## AIM:
Edit the records from the line containing "compact form (39,358)." up to and including the last line, changing "wooden door" to "timber door" and keeping everything else unchanged. Return only those lines.

## MATERIAL PROVIDED:

** BEGIN **

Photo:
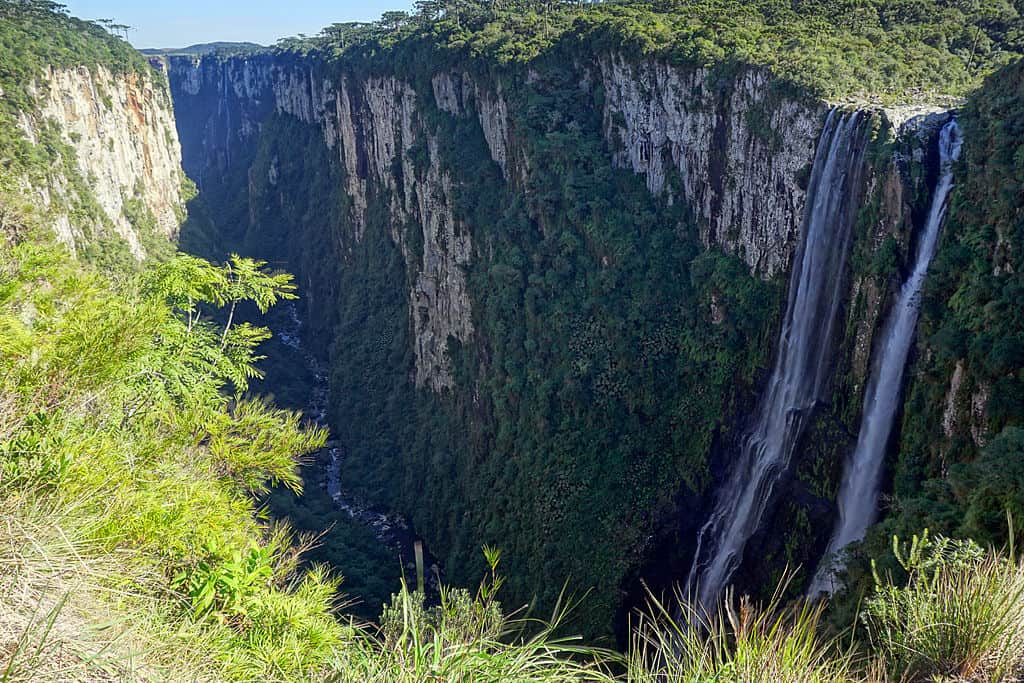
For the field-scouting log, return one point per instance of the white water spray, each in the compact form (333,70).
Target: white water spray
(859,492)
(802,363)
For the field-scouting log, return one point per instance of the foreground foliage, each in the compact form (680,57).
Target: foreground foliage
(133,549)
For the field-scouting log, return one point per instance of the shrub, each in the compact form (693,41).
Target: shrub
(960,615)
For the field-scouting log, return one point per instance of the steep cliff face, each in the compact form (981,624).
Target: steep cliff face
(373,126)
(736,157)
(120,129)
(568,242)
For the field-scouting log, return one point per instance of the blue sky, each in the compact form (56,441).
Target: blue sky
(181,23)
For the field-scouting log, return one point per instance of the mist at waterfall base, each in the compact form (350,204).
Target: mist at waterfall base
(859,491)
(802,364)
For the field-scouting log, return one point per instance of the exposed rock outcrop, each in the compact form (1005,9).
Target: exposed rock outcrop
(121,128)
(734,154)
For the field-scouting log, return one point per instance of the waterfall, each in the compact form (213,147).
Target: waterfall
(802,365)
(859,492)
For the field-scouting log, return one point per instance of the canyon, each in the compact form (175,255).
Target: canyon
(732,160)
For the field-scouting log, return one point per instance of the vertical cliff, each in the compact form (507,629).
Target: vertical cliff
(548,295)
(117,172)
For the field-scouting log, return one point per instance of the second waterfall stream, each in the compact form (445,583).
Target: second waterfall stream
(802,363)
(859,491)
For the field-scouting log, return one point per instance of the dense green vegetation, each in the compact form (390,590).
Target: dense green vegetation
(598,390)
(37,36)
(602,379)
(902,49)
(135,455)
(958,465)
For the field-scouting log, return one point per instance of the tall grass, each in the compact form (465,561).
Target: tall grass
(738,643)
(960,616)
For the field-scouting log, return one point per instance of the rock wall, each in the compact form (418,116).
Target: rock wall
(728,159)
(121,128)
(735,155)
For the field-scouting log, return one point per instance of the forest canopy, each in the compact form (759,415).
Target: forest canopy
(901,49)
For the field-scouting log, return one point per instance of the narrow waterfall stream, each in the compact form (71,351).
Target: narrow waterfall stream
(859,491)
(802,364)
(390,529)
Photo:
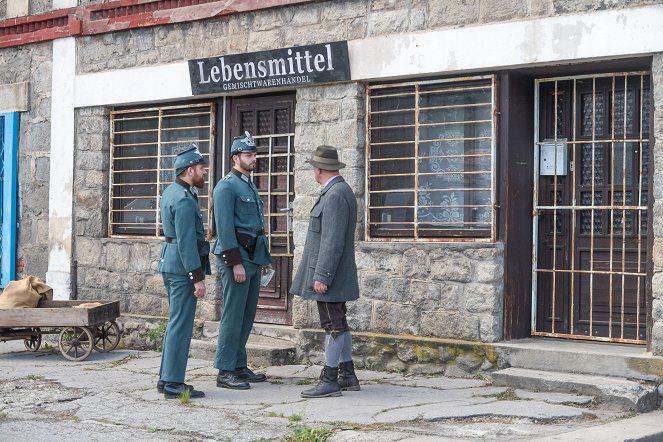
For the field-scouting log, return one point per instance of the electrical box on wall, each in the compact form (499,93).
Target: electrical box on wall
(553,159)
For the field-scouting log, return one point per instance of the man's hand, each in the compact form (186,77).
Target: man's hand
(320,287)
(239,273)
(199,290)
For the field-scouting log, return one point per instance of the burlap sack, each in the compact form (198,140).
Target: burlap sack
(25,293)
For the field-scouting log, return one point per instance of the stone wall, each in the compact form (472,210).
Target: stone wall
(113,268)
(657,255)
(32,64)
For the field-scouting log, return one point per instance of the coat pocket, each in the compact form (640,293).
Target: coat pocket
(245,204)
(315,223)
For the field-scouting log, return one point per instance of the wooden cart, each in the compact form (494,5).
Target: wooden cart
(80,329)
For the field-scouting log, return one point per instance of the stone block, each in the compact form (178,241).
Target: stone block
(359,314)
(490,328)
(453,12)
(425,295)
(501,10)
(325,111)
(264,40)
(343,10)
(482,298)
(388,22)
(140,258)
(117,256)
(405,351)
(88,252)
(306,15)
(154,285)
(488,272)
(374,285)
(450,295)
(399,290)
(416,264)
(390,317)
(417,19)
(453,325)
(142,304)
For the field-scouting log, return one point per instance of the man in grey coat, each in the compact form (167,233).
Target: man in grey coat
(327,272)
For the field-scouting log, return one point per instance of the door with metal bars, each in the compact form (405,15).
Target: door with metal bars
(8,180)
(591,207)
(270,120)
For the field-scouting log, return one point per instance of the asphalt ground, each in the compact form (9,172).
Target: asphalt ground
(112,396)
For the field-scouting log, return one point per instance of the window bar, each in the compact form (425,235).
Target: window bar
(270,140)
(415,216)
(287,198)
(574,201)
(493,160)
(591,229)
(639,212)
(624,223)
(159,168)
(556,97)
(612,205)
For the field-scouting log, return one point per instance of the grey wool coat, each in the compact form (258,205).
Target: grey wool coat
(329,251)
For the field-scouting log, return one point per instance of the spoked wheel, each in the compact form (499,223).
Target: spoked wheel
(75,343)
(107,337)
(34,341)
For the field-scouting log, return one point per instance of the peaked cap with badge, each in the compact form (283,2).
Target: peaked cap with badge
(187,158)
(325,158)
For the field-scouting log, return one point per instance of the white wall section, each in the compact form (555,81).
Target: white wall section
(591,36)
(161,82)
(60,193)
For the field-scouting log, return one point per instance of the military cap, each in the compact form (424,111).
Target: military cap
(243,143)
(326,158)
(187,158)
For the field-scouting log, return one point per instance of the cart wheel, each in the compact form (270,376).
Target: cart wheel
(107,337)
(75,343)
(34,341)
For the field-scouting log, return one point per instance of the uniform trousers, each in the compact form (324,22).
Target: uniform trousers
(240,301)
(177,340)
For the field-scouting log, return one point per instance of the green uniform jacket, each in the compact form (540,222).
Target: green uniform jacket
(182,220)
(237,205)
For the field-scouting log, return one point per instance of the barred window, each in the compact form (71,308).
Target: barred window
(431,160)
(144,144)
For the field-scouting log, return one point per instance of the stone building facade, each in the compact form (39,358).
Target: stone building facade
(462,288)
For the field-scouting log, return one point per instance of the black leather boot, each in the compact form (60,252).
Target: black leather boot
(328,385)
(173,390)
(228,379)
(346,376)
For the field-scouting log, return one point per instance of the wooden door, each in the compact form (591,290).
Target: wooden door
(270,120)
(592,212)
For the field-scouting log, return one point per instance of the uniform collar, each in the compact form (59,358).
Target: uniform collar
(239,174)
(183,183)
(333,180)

** END **

## ANSWER:
For the field-scouting log, return one point per instance of the stone building facade, each in the compact form (39,358).
Target: stone building facade
(462,288)
For the field-scouting log, return one point per instance of the black leather boot, each in the compact form (60,252).
Target: black leather boot
(328,385)
(173,390)
(228,379)
(346,376)
For the field-scouting log, return one point per instance of the timber door, each in the compact form (591,290).
Target: timber door
(270,120)
(592,212)
For the field-scouting log, return one point per instance of the uniform collar, each in the compact form (59,358).
Target: uniform collar
(239,174)
(183,183)
(333,180)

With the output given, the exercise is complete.